Stored records:
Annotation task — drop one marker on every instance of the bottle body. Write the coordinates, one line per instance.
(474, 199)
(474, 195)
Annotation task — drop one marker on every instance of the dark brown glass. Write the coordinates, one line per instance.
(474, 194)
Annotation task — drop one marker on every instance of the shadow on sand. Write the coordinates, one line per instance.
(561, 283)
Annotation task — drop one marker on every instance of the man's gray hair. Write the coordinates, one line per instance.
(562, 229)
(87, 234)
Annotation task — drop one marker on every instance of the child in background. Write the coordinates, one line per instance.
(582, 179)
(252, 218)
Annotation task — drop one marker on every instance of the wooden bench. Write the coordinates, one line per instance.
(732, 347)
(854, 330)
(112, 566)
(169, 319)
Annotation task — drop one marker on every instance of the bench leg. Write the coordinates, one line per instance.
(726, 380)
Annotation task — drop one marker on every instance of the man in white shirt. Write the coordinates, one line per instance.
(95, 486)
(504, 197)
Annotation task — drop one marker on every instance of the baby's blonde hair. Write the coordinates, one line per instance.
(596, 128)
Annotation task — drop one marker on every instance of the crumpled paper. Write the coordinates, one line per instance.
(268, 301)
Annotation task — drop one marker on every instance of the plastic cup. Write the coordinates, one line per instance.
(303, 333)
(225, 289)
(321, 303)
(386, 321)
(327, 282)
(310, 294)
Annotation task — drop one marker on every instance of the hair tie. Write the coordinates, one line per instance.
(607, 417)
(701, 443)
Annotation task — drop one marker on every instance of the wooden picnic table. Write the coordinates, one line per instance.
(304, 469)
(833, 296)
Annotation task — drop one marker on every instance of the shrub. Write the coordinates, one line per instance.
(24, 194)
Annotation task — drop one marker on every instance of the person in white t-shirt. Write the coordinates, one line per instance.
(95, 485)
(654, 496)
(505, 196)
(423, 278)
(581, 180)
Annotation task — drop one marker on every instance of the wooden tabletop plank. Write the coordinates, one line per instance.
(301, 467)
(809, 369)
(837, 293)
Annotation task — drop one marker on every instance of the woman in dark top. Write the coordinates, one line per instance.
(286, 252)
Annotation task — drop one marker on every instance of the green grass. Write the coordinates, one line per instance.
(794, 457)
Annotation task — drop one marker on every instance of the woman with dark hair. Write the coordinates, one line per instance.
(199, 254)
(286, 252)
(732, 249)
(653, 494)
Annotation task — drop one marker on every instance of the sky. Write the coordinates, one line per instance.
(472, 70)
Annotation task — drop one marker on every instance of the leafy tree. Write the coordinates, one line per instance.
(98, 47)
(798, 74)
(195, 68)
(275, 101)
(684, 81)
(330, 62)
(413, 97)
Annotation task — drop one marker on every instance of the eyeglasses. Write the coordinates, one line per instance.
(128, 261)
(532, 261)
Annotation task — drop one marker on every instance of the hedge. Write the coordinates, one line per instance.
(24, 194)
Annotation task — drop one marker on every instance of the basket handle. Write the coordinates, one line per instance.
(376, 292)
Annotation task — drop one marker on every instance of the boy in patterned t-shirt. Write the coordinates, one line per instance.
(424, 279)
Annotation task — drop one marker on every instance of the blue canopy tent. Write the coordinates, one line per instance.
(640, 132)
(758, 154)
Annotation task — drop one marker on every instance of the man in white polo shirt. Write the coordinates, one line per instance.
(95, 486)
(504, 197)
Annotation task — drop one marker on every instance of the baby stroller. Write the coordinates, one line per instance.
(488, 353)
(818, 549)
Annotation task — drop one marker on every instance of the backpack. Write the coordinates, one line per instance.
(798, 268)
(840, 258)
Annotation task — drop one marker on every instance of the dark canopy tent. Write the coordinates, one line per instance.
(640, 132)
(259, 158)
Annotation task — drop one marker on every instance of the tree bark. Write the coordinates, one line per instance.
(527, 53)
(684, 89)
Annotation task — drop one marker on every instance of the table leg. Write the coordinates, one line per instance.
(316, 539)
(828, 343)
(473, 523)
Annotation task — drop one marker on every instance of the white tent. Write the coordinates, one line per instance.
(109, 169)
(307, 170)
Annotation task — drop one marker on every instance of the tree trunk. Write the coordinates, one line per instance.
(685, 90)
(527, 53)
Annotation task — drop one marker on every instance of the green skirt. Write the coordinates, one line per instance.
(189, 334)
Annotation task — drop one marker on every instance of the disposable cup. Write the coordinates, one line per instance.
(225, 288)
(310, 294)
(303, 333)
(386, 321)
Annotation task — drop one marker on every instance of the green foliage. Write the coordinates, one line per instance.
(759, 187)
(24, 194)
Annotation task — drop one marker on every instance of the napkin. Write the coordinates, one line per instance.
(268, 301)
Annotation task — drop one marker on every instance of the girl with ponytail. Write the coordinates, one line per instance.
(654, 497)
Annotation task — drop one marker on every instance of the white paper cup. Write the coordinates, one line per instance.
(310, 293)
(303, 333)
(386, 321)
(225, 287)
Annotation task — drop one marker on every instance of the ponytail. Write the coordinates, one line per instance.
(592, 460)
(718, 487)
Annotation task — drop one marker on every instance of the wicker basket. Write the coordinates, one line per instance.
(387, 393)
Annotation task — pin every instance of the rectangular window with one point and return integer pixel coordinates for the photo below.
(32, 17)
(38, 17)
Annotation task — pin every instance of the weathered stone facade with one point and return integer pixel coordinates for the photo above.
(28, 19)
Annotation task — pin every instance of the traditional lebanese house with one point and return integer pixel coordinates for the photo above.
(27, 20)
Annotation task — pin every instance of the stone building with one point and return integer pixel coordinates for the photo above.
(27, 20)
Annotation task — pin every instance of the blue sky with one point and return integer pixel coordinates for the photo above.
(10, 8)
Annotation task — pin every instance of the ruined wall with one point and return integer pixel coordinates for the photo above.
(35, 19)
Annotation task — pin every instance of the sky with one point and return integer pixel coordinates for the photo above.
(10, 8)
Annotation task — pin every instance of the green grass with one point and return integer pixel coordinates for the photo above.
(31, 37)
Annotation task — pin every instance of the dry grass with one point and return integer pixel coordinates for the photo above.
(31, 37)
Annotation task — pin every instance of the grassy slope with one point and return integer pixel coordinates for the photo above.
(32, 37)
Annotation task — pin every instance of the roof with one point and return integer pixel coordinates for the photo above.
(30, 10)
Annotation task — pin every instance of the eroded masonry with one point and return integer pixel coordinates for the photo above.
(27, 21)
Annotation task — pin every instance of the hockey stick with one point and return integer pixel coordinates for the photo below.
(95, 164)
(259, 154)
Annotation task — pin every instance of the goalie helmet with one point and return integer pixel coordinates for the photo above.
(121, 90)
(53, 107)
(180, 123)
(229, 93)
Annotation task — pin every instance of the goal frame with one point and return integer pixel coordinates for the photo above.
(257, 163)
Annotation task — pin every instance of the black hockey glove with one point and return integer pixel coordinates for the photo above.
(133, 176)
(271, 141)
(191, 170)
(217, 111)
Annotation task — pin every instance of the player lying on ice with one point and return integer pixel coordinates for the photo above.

• [Problem to solve] Can you give every line above again, exactly as written?

• [Written response]
Annotation task — drop one marker on every instance of the bottle body. Write the coordinates, one line per instance.
(474, 199)
(474, 195)
Annotation task — drop one marker on every instance of the dark brown glass. Write the coordinates, one line per instance.
(474, 194)
Annotation task — drop one marker on every instance of the shadow on sand. Write the coordinates, one line per instance.
(561, 283)
Annotation task — drop one marker on every instance of the man's gray hair. Write the coordinates, one line per instance.
(562, 229)
(87, 234)
Annotation task — drop one marker on every instance of the child in background. Write the coordinates, one line per instance.
(582, 179)
(252, 218)
Annotation task — drop one marker on every instance of the wooden bench. Write the coordinates, one line per instance.
(732, 347)
(854, 330)
(112, 566)
(169, 319)
Annotation task — drop one marker on every instance of the bench leg. Write the coordinates, one line per instance.
(726, 380)
Annotation task — drop one marker on every instance of the man in white shirt. Write the coordinates, one line per instance.
(95, 486)
(504, 197)
Annotation task — drop one marker on every instance of the baby's blonde hair. Write the coordinates, one line per instance.
(596, 128)
Annotation task — drop one marker on every instance of the crumpled paper. Write the coordinates, one line per instance.
(268, 301)
Annotation task — drop one marker on every instance of the plastic cup. Write the coordinates, one line per instance.
(303, 333)
(225, 289)
(321, 303)
(386, 321)
(327, 282)
(310, 294)
Annotation task — drop one marker on every instance of the hair tie. Write the coordinates, one line per instance.
(607, 417)
(701, 443)
Annotation task — drop one marker on every instance of the wooden picnic table. Write the coordinates, one line per instance.
(304, 469)
(833, 296)
Annotation task — drop one marker on every instance of the shrub. Write the coordinates, one line per instance.
(24, 194)
Annotation task — drop one marker on every instance of the person in white t-shirt. Write the coordinates, one line per instance.
(95, 485)
(654, 496)
(505, 196)
(423, 278)
(581, 180)
Annotation task — drop one marker on every instance of the wooden tabletop plank. Write the coordinates, one line per instance.
(301, 467)
(809, 369)
(837, 293)
Annotation task — drop one marker on every instance of the woman in dark top. Write the coordinates, one line per instance.
(286, 252)
Annotation task — drop one marker on every instance of the green grass. Write the coordinates, one line per instance.
(794, 457)
Annotation task — drop one marker on every instance of the woman with dark hair. Write the coordinates, one line per instance.
(199, 254)
(286, 252)
(732, 249)
(653, 494)
Annotation task — drop one marker on every instance of the sky. Write the coordinates, one line per instance.
(472, 70)
Annotation task — drop one marker on every instance of the leafy tree. Write the coordinates, one line per instance.
(98, 47)
(798, 74)
(195, 68)
(275, 101)
(684, 81)
(330, 62)
(413, 97)
Annotation task — drop one marker on every instance of the eyeglasses. Write the coordinates, one line per instance.
(128, 261)
(532, 261)
Annotation task — drop one marker on every instance of the hedge. Write the coordinates, one line per instance.
(24, 194)
Annotation task — drop one marker on every instance of the basket handle. Write the coordinates, one line per instance.
(376, 292)
Annotation task — drop one marker on every instance of the boy in patterned t-shirt. Write the coordinates, one line per instance.
(424, 279)
Annotation task — drop one marker on every instance of the blue canopy tent. Write the coordinates, one line per instance.
(640, 132)
(758, 154)
Annotation task — drop one marker on every instance of the man in white polo shirt. Write the coordinates, one line per instance.
(95, 486)
(504, 197)
Annotation task — drop one marker on every instance of the baby stroller. Write the coordinates, one line per instance.
(488, 353)
(818, 549)
Annotation task — drop one marker on every instance of the backpack. Write the coordinates, one line per instance.
(798, 268)
(840, 258)
Annotation task — drop one marker on every instance of the dark canopy tent. Write the coordinates, one line per instance.
(640, 132)
(259, 158)
Annotation task — drop one marker on every instance of the tree bark. Write the coordinates, one line per instance.
(527, 53)
(684, 89)
Annotation task — drop one marker on every instance of the table leg. Write the coordinates, one line per instance.
(316, 539)
(828, 343)
(473, 523)
Annotation task — drop one marker on every instance of the white tent. Write the coordinates, one line per instance.
(109, 169)
(307, 170)
Annotation task — drop one marker on every instance of the tree trunk. Write the coordinates, one line per instance.
(685, 90)
(527, 53)
Annotation task — drop one marker on every instance of the green skirt. Write the coordinates, one line per instance.
(189, 334)
Annotation task — drop one marker on every instance of the disposable cup. Write the coordinates, one line per instance.
(225, 288)
(310, 294)
(303, 333)
(386, 321)
Annotation task — drop one marker on every instance of the green foliage. Write the coordinates, one line per instance.
(759, 187)
(24, 194)
Annotation task — drop one marker on every instance of the napkin. Write the coordinates, one line per instance.
(268, 301)
Annotation task — drop one marker on every instance of the girl with ponytail. Write the coordinates, one line per instance.
(654, 497)
Annotation task — drop one marker on every instance of the white paper cup. Write the coordinates, one line per instance.
(310, 293)
(303, 333)
(386, 321)
(225, 287)
Annotation task — drop one marker on every instance of the ponytail. Write the coordinates, one line per instance.
(592, 460)
(718, 487)
Annotation task — drop one marker on every instance of the wicker basket. Write the coordinates, one line per instance.
(387, 393)
Annotation task — pin every instance of the rectangular window with one point and return integer pixel coordinates for the photo below.
(32, 17)
(38, 17)
Annotation task — pin every instance of the weathered stone facade with one point and return integer pixel coordinates for the photo above.
(28, 19)
Annotation task — pin every instance of the traditional lebanese house with one point and return integer pixel coordinates for the photo above.
(27, 20)
Annotation task — pin every instance of the stone building with one point and return integer pixel coordinates for the photo above.
(27, 20)
Annotation task — pin every instance of the blue sky with one point and return integer pixel coordinates for the photo above.
(10, 8)
Annotation task — pin every instance of the ruined wall with one point and return integer pixel coordinates for the photo above.
(35, 19)
Annotation task — pin every instance of the sky with one point and return integer pixel coordinates for the photo above.
(10, 8)
Annotation task — pin every instance of the green grass with one point and return integer pixel coordinates for the photo above.
(31, 37)
Annotation task — pin every instance of the dry grass with one point and return integer pixel coordinates for the photo above.
(31, 37)
Annotation task — pin every instance of the grassy slope with one point and return integer pixel coordinates for the photo above.
(32, 37)
Annotation task — pin every instance of the roof with one point and return integer pixel coordinates for the photo above.
(30, 10)
Annotation task — pin every instance of the eroded masonry with one point and return integer pixel coordinates for the photo above.
(27, 21)
Annotation task — pin every instance of the hockey stick with one point and return integer pixel coordinates for the photo below.
(95, 164)
(259, 154)
Annotation task — pin every instance of the goalie helmet with one point and return integer pixel coordinates for the photo above.
(121, 90)
(53, 107)
(180, 123)
(229, 93)
Annotation task — pin every instance of the goal frame with one point and return integer pixel coordinates for the photo above.
(257, 163)
Annotation task — pin every instance of the black hockey glove with one point and return integer pixel coordinates for the photo above.
(133, 176)
(271, 141)
(191, 170)
(217, 111)
Annotation task — pin every instance of the player lying on ice with one point and return integer pixel coordinates for the photo above.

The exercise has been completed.